WRITTEN PROBLEM
Put every line of the data below into a Markdown table with two columns, Row and Data line. Number the rows in order and skip any blank lines.

PROVIDED DATA
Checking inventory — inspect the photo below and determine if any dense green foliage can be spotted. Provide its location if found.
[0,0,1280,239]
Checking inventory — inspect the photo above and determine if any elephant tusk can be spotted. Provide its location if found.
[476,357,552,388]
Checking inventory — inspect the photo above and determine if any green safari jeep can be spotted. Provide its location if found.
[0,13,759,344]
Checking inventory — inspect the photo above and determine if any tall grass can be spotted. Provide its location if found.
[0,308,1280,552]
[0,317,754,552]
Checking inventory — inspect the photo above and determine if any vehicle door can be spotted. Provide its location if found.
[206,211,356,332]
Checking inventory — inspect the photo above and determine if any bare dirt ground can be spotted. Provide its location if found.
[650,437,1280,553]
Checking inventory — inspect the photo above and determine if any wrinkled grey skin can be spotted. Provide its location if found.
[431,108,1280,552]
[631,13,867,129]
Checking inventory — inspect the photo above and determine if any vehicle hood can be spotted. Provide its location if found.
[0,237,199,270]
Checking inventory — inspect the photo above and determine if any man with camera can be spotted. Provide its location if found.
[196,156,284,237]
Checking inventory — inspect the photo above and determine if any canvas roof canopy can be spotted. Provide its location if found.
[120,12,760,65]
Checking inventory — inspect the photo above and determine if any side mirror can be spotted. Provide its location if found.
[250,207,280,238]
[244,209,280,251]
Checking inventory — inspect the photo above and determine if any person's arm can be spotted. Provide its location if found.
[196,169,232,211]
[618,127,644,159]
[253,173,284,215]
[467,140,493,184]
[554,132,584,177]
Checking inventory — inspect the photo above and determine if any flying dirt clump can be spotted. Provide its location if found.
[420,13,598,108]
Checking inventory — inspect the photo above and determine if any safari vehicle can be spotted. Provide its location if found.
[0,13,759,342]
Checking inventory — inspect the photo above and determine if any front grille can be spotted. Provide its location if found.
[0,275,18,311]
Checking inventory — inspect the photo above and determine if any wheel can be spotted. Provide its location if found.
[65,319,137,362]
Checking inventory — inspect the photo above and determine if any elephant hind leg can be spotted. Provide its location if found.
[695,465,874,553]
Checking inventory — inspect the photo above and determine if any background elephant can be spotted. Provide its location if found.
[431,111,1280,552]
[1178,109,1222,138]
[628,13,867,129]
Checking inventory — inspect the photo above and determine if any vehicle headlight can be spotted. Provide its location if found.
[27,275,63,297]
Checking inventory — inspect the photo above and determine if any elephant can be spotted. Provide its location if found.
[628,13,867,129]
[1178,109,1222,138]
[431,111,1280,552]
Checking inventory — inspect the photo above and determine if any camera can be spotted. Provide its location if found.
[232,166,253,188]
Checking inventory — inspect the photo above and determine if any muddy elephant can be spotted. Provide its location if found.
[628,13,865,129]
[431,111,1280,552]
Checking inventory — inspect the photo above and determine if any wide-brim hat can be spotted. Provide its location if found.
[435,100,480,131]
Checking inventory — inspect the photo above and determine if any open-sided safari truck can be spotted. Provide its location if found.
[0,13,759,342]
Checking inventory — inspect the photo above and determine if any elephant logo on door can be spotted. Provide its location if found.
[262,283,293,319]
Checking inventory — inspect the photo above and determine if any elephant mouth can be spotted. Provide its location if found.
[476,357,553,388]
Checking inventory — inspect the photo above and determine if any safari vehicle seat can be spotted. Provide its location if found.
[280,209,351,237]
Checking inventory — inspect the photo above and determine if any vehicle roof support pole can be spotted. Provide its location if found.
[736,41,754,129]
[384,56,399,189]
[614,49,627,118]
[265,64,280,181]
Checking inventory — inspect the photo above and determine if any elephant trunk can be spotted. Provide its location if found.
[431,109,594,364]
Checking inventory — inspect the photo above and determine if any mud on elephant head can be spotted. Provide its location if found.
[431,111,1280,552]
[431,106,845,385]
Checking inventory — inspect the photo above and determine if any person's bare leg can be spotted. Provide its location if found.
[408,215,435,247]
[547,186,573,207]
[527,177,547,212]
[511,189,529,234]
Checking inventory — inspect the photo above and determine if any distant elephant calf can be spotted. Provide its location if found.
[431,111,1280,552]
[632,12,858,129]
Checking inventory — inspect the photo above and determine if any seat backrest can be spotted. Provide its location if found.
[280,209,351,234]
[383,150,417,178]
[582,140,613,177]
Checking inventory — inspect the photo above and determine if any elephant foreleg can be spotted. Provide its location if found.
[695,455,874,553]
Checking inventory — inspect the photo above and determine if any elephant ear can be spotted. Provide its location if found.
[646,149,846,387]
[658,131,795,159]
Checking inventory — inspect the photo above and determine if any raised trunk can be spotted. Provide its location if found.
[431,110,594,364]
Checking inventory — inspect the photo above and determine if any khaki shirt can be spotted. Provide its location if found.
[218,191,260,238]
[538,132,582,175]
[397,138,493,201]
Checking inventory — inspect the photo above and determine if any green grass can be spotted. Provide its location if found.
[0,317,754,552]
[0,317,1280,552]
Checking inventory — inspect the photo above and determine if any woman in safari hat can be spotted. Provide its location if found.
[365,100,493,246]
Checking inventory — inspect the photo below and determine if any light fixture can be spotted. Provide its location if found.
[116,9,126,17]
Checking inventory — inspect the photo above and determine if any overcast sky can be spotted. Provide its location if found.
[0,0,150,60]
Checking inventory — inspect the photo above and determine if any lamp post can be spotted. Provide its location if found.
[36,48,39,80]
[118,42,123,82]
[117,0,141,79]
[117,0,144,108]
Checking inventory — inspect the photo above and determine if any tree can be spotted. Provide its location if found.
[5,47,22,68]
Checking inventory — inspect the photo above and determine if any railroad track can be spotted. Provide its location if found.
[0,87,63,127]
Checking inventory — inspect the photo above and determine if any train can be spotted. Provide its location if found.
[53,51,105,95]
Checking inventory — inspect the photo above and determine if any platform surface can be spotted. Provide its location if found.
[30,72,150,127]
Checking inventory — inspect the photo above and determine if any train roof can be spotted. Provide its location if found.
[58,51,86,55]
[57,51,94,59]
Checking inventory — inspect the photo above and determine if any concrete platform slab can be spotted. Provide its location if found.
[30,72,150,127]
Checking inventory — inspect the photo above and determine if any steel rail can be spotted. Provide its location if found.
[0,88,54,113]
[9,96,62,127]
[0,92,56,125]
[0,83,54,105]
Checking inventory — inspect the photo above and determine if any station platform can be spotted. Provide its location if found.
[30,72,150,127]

THE OUTPUT
| Row | Data line |
|---|---|
| 1 | Checking inventory — inspect the photo below and determine if any dense green foliage can be spotted. Provide its location if found. |
| 2 | [0,0,1280,239] |
| 3 | Checking inventory — inspect the photo above and determine if any elephant tusk can be spotted. Provide its location if found. |
| 4 | [476,357,552,388] |
| 5 | Checking inventory — inspect the photo above and determine if any green safari jeep can be spotted. Provide its location if found. |
| 6 | [0,13,759,344] |
| 7 | Checking inventory — inspect the photo above and determine if any tall grass can be spotted. Provide its location if found. |
| 8 | [0,308,1280,552] |
| 9 | [0,317,754,552] |
| 10 | Checking inventory — inspect the photo above and determine if any vehicle door can be spotted. Provide its location if found. |
| 11 | [206,211,356,332] |
| 12 | Checking inventory — inspect the photo above and determine if any bare dirt ground can be spotted. Provide its location if found. |
| 13 | [650,437,1280,553] |
| 14 | Checking inventory — inspect the photo above and determine if any wrinkled grey skin can be spotted. Provide its location if found. |
| 15 | [431,108,1280,552] |
| 16 | [631,13,867,129] |
| 17 | Checking inventory — inspect the photo above and determine if any vehicle hood can be spotted. Provide its location if found. |
| 18 | [0,237,199,270] |
| 19 | Checking inventory — inspect the photo above and determine if any man with camera can be spotted. Provide its location if found. |
| 20 | [196,156,284,237] |
| 21 | Checking inventory — inspect the photo above and determine if any canvas roof canopy can be spotted. Provide its location if found. |
| 22 | [120,12,760,65] |
| 23 | Checking inventory — inspect the photo above and determine if any side mirror can be spotted. Provide its location if found. |
| 24 | [250,207,280,238] |
| 25 | [244,209,280,251] |
| 26 | Checking inventory — inspect the photo above and determine if any person's arm can be spotted. Provide its location if found. |
| 27 | [196,169,232,211] |
| 28 | [618,127,644,159] |
| 29 | [253,173,284,215] |
| 30 | [467,140,493,184] |
| 31 | [554,132,584,177] |
| 32 | Checking inventory — inspect the photo above and determine if any flying dirt clump can be spotted. Provide its location if found. |
| 33 | [420,13,598,108] |
| 34 | Checking inventory — inspect the photo above and determine if any safari vehicle can be spotted. Provide its location if found. |
| 35 | [0,13,759,342] |
| 36 | Checking inventory — inspect the photo above and determine if any front grille can be spotted. Provide its location if found. |
| 37 | [0,275,18,311] |
| 38 | Checking inventory — inspect the photo above and determine if any wheel can be spotted. Provide its location if found. |
| 39 | [65,319,137,362] |
| 40 | Checking inventory — inspect the photo above and determine if any elephant hind leg can be spotted. Provide its location if found. |
| 41 | [695,465,874,553] |
| 42 | Checking inventory — inspect the photo above and determine if any background elephant can be spotted. Provide its location if found. |
| 43 | [431,111,1280,552] |
| 44 | [1178,109,1222,138] |
| 45 | [628,13,867,129] |
| 46 | Checking inventory — inspect the photo above and determine if any vehicle headlight can be spotted. Provide its location if found. |
| 47 | [27,275,63,297] |
| 48 | Checking inventory — inspect the photo above and determine if any elephant can be spotted. Provide its location if found. |
| 49 | [628,13,867,129] |
| 50 | [1178,109,1222,138] |
| 51 | [431,111,1280,552] |
| 52 | Checking inventory — inspect the photo above and determine if any camera can be spotted. Provide its location if found. |
| 53 | [232,166,253,188] |
| 54 | Checking inventory — inspect the photo above and determine if any muddy elephant can be spotted. Provide its location if found. |
| 55 | [628,13,865,129] |
| 56 | [431,111,1280,552] |
| 57 | Checking inventory — inspect the photo above and determine if any wide-brim hat can be spotted. Provide its location if found. |
| 58 | [435,100,480,131] |
| 59 | Checking inventory — inspect the photo above and determine if any open-sided safari truck can be spotted. Provide its location if found. |
| 60 | [0,13,759,342] |
| 61 | Checking inventory — inspect the photo above and determine if any elephant logo on door can be spotted. Provide its location if found. |
| 62 | [262,283,293,319] |
| 63 | Checking inventory — inspect the photo above and determine if any elephant mouth can be spotted. Provide its location if found. |
| 64 | [476,357,553,388] |
| 65 | Checking inventory — inspect the photo above and determine if any safari vehicle seat can be spotted. Provide its location if found. |
| 66 | [280,209,351,237] |
| 67 | Checking inventory — inspect the photo above and determine if any vehicle roof support pole can be spotted. Provide its location if found. |
| 68 | [736,41,754,129] |
| 69 | [384,56,399,189] |
| 70 | [614,49,627,118] |
| 71 | [265,64,280,181] |
| 72 | Checking inventory — inspect the photo above and determine if any elephant trunk can be spotted. Provide its location if found. |
| 73 | [431,109,594,364] |
| 74 | Checking inventory — inspect the photo above and determine if any mud on elephant head can be spotted. Provide its location if found. |
| 75 | [431,111,1280,552] |
| 76 | [431,106,845,385] |
| 77 | Checking inventory — inspect the photo above and determine if any person's bare leg can be spotted. Provide its location if found. |
| 78 | [408,215,435,247] |
| 79 | [547,186,573,207] |
| 80 | [527,177,547,212] |
| 81 | [511,189,529,234] |
| 82 | Checking inventory — inspect the photo above and determine if any distant elephant calf can be spotted. Provide its location if found. |
| 83 | [431,111,1280,552] |
| 84 | [632,12,858,129] |
| 85 | Checking inventory — inspect the photo above and determine if any seat backrest can be spotted. Provide its location if found. |
| 86 | [280,209,351,234] |
| 87 | [383,150,417,178] |
| 88 | [582,140,613,177] |
| 89 | Checking inventory — inspect the photo above and determine if any elephant foreleg can be spotted. Provide its location if found. |
| 90 | [695,455,874,553] |
| 91 | Checking inventory — inspect the photo above and determine if any elephant ear can be spotted. Provide its location if found. |
| 92 | [646,149,846,387] |
| 93 | [658,131,795,159] |
| 94 | Checking inventory — inspect the photo above and determine if any raised trunk can be spotted. Provide its location if found. |
| 95 | [431,110,594,364] |
| 96 | Checking inventory — inspect the photo above and determine if any khaki shirt can be spotted. Provide its location if found. |
| 97 | [218,191,260,238] |
| 98 | [538,132,582,175] |
| 99 | [397,138,493,201] |
| 100 | Checking inventory — inspect the photo above and determine if any green grass can be spotted. Provide its location if found. |
| 101 | [0,317,754,552] |
| 102 | [0,317,1280,552] |
| 103 | Checking inventory — inspect the photo above and determine if any woman in safari hat can be spotted. Provide its location if found. |
| 104 | [365,100,493,246] |
| 105 | Checking inventory — inspect the photo below and determine if any light fixture can be spotted. Provide its location if found. |
| 106 | [116,9,126,17] |
| 107 | Checking inventory — inspect the photo above and determine if any overcast sky can be spotted. Provide its location if found. |
| 108 | [0,0,150,60] |
| 109 | Checking inventory — inspect the photo above and determine if any lamp post can be spotted. Provide its location if found. |
| 110 | [36,48,39,80] |
| 111 | [118,42,123,82] |
| 112 | [117,0,141,79] |
| 113 | [117,0,144,108] |
| 114 | Checking inventory — inspect the photo above and determine if any tree can be spotted. Provide its location if found. |
| 115 | [5,47,22,68] |
| 116 | Checking inventory — inspect the photo above and determine if any railroad track can be spotted. Provide its location if found. |
| 117 | [0,87,63,127] |
| 118 | Checking inventory — inspect the photo above and determine if any train can be spotted. Provide its location if found. |
| 119 | [53,51,105,95] |
| 120 | Checking inventory — inspect the photo above and determine if any platform surface can be spotted. Provide its location if found. |
| 121 | [30,72,150,127] |
| 122 | Checking inventory — inspect the photo above and determine if any train roof can be spotted. Provide its location if found. |
| 123 | [58,51,86,55] |
| 124 | [57,51,94,59] |
| 125 | Checking inventory — inspect the photo above and determine if any concrete platform slab can be spotted. Provide its location if found. |
| 126 | [30,72,150,127] |
| 127 | Checking inventory — inspect the photo above and determine if any steel rail can be spotted. Provide its location if found. |
| 128 | [0,88,54,113] |
| 129 | [9,96,62,127] |
| 130 | [0,92,56,125] |
| 131 | [0,83,54,105] |
| 132 | Checking inventory — inspect the photo above and determine if any station platform can be spotted. Provide its location if found. |
| 133 | [30,72,150,127] |